Copy the lines from the one with "Each <instance> block" to the one with "negative clicks: (431, 209)", swapping "rough mask" for "coarse mask" and leaving everything else the same.

═════ Supplied entries

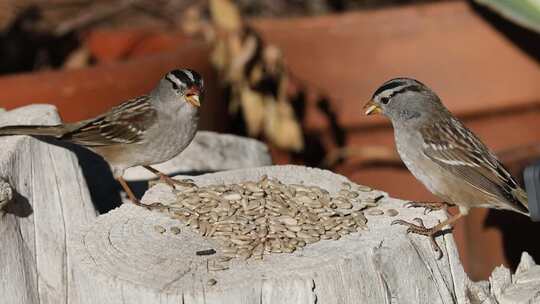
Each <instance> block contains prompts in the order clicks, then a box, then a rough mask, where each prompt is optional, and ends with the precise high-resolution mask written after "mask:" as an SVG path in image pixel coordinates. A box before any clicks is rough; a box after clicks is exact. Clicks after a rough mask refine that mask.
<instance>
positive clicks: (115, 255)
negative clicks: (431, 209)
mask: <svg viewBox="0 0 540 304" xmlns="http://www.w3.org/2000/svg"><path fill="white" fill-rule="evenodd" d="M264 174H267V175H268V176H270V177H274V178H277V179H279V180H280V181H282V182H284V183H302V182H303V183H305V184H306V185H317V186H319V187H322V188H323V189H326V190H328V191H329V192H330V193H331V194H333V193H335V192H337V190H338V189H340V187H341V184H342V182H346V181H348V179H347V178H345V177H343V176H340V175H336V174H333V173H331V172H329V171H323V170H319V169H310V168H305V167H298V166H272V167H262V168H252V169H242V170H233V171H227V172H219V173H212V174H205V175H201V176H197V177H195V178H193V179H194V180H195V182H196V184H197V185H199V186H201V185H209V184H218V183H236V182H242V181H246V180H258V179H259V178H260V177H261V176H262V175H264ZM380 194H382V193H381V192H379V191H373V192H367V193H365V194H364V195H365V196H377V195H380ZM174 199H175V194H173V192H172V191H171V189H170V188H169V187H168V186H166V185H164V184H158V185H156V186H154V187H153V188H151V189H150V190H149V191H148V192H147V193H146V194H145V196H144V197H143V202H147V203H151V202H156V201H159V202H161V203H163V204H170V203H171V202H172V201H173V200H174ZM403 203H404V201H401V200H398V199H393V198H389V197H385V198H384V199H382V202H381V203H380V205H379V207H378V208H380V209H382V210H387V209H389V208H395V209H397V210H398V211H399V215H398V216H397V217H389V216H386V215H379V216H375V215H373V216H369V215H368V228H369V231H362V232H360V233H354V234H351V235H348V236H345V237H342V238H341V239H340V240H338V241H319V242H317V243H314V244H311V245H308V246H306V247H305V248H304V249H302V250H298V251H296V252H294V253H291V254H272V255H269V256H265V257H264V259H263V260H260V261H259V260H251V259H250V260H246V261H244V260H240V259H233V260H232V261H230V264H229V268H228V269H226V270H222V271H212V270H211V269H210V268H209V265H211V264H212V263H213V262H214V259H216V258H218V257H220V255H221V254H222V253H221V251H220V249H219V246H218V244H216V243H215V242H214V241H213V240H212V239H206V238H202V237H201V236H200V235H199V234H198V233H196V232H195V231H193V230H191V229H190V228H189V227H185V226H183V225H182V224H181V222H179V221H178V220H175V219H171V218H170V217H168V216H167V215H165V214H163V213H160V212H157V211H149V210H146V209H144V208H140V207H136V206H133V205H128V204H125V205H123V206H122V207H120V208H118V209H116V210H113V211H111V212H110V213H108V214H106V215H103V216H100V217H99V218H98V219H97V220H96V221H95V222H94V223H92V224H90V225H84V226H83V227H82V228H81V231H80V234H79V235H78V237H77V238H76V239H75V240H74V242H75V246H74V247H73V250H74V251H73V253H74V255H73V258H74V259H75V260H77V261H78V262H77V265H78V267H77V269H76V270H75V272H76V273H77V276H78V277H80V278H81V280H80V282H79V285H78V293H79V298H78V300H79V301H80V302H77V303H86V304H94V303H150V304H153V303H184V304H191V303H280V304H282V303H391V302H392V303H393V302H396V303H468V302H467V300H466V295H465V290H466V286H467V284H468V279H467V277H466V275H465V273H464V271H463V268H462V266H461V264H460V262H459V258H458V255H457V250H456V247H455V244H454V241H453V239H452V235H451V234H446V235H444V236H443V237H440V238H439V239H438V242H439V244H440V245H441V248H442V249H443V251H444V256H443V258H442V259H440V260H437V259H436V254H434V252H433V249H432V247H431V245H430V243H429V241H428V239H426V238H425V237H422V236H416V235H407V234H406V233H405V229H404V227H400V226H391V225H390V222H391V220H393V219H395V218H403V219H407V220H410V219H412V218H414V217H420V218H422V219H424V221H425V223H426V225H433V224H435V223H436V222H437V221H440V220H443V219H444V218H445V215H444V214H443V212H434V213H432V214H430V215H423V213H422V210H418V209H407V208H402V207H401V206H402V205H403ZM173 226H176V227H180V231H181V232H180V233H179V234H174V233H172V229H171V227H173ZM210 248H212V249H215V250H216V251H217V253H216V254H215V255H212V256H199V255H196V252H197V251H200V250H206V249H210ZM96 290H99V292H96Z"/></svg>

══════════
═════ Supplied entries

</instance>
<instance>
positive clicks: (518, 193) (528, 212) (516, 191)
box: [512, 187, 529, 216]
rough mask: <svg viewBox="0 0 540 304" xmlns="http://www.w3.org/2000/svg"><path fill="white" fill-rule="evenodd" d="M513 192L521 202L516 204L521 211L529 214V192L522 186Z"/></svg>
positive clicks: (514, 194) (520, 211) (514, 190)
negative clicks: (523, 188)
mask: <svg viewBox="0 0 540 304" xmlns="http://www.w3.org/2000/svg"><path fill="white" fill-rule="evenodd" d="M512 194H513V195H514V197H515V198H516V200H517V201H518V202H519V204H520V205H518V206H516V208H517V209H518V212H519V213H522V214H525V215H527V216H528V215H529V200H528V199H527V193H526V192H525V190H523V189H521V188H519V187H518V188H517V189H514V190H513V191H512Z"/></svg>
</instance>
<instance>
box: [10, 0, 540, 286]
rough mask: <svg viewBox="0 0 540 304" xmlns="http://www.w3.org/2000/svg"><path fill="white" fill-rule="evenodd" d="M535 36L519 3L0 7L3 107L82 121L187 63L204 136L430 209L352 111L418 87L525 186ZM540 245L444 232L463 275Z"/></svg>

══════════

▶ Output for this exercise
Each <instance> block contains prompts in the order clicks, then a box, then a coarse mask, where each prompt is optional, and ends with the precise high-resolution mask written after "mask:" as an SVG path in image pixel coordinates. A box before any clicks is rough; a box after clicks is exact. Clicks after a coarse mask refine that mask.
<instance>
positive clicks: (115, 255)
negative clicks: (431, 209)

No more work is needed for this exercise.